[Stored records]
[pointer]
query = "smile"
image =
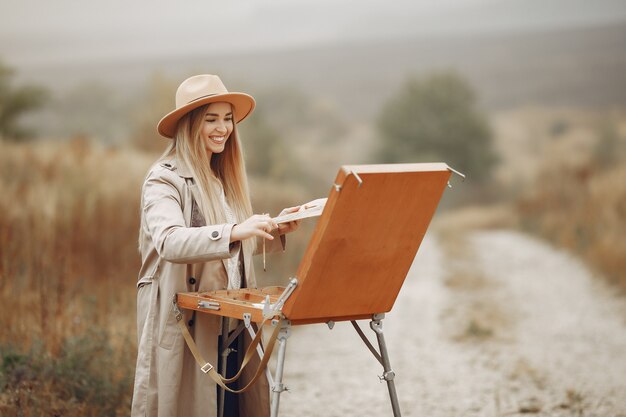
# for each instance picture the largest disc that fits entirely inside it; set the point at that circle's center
(218, 139)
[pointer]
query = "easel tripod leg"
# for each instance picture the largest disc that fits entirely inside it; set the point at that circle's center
(377, 326)
(278, 387)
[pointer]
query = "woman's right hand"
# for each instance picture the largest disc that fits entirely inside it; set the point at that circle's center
(256, 225)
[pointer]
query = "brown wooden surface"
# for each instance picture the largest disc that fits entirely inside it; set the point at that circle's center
(360, 252)
(233, 303)
(365, 241)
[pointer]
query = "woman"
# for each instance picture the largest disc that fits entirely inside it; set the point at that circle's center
(197, 233)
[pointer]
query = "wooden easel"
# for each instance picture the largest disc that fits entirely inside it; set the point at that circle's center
(355, 264)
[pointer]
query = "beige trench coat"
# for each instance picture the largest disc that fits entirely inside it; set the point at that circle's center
(168, 381)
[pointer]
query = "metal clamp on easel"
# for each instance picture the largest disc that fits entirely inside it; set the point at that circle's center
(457, 173)
(270, 310)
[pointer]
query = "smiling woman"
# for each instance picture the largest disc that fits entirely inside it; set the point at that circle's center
(198, 233)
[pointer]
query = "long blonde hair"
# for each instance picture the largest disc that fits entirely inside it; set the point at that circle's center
(227, 167)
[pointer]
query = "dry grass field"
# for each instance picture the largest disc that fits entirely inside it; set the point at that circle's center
(68, 258)
(68, 270)
(566, 169)
(67, 276)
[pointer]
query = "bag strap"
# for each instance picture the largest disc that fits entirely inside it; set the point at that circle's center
(209, 369)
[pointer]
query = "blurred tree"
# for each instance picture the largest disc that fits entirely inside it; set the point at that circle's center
(15, 102)
(435, 118)
(156, 101)
(267, 156)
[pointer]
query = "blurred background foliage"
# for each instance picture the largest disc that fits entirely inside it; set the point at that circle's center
(536, 119)
(437, 119)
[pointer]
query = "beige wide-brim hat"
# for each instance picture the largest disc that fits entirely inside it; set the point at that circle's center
(199, 90)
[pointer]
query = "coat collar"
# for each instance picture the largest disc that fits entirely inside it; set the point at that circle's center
(178, 166)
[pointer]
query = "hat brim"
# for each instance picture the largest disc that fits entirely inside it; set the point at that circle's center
(242, 103)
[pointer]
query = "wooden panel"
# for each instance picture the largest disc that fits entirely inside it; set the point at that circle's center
(366, 240)
(232, 303)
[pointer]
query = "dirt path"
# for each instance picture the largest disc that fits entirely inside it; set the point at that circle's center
(495, 324)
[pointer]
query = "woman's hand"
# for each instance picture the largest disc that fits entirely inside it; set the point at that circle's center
(256, 225)
(289, 227)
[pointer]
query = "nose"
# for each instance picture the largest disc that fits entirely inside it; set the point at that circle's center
(221, 127)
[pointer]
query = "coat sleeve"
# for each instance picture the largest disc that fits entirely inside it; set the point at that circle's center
(173, 240)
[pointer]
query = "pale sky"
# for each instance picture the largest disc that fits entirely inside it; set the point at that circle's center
(41, 32)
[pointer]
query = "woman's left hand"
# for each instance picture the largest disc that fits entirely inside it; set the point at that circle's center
(284, 228)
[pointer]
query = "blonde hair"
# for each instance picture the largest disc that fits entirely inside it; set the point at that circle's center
(227, 167)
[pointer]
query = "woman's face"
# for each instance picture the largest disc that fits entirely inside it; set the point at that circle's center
(217, 126)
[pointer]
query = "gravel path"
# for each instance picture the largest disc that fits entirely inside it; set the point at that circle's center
(496, 324)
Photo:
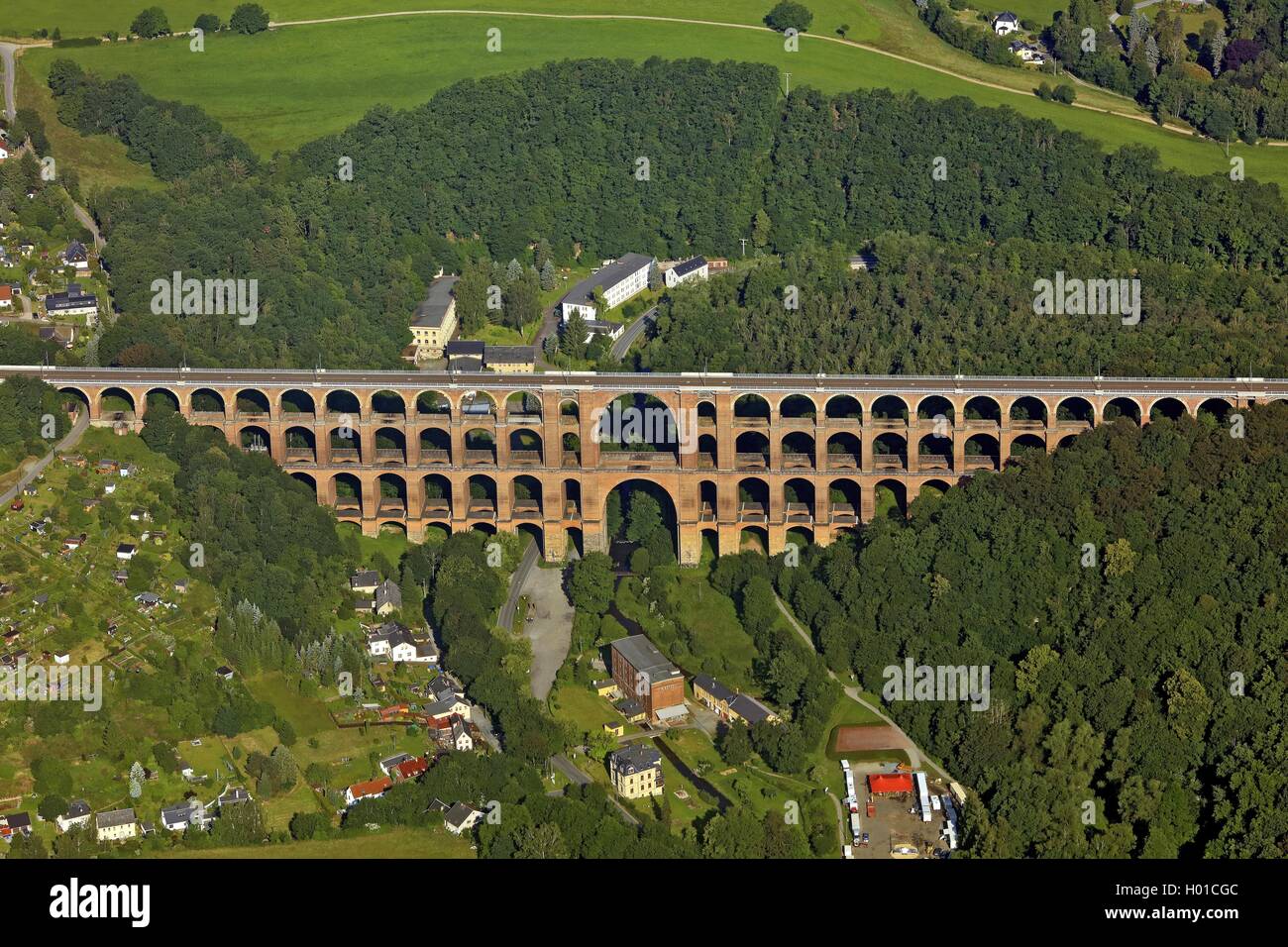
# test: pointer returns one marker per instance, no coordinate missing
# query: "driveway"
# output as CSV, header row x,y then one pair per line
x,y
550,629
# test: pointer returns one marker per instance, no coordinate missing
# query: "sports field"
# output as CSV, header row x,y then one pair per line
x,y
281,89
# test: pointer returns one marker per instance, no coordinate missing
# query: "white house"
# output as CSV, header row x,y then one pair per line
x,y
462,817
75,256
462,738
1028,52
617,282
116,825
77,814
695,268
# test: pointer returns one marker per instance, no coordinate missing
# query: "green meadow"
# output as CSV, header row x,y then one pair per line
x,y
281,89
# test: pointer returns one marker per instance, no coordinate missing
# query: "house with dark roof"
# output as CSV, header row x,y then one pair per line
x,y
462,817
692,268
75,256
616,282
72,302
642,672
636,771
434,321
729,705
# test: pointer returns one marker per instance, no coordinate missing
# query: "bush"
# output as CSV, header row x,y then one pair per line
x,y
249,18
789,16
150,24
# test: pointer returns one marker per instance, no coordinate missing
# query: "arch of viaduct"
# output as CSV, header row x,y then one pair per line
x,y
772,453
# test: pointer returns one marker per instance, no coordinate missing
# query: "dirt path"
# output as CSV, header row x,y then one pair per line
x,y
915,757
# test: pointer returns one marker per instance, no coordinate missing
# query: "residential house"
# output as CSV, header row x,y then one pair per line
x,y
179,815
77,814
116,825
434,321
643,672
729,705
372,789
694,268
516,360
386,598
364,582
73,302
462,738
75,256
462,817
636,771
13,825
617,282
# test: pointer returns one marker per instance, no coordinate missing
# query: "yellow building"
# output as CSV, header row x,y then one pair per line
x,y
436,320
636,771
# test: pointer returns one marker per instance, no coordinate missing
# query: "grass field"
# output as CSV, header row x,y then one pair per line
x,y
277,91
394,843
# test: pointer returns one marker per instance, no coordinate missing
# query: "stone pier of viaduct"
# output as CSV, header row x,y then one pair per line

→ **Problem to solve**: Determine how many lines in the records include the word "viaduct", and reply with that number alone.

→ **Solved exercise**: 2